• [TASK OBJECTIVE]
Print the passage of the overtraining text below from "The most effective" up to and including "time for recovery.", with no changes.

• [TEXT FOR ANALYSIS]
————————

Overtraining can affect the athlete's athletic ability and other areas of life, such as performance in studies or the work force. An overtrained athlete who is suffering from physical and or psychological symptoms could also have trouble socialising with friends and family, studying for an exam or preparing for work.

Cause
Like pharmacological drugs, physical exercise may be chemically addictive. Addiction can be defined as the frequent engaging in the behavior to a greater extent or for a longer time period than intended. It is theorized that this addiction is due to natural endorphins and dopamine generated and regulated by the exercise. Whether strictly due to this chemical by-product or not, some people can be said to become addicted to or fixated on psychological/physical effects of physical exercise and fitness. This may lead to over exercise, resulting in the "overtraining" syndrome.

Mechanism

A number of possible mechanisms for overtraining have been proposed. One stipulates that microtrauma to the muscles are created faster than the body can heal them. Another proposes that amino acids are used up faster than they are supplied in the diet, a condition sometimes referred to as "protein deficiency". Finally, systemic inflammation has been considered as a mechanism in which  the release of cytokines activates an excessive immune response.

Treatment 

The most effective way to treat the effects of overtraining is to allow the body enough time to recover:
 Taking a break from training to allow time for recovery.

————————

• [Records from a collection]
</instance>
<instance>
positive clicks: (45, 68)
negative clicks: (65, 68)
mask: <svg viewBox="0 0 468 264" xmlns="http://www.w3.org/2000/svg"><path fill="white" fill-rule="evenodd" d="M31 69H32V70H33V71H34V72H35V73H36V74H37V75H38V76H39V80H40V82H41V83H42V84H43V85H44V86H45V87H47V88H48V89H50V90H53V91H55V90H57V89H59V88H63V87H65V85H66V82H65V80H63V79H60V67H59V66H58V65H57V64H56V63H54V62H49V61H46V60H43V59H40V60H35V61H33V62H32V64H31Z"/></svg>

————————

• [YOUR SOLUTION]
The most effective way to treat the effects of overtraining is to allow the body enough time to recover:
 Taking a break from training to allow time for recovery.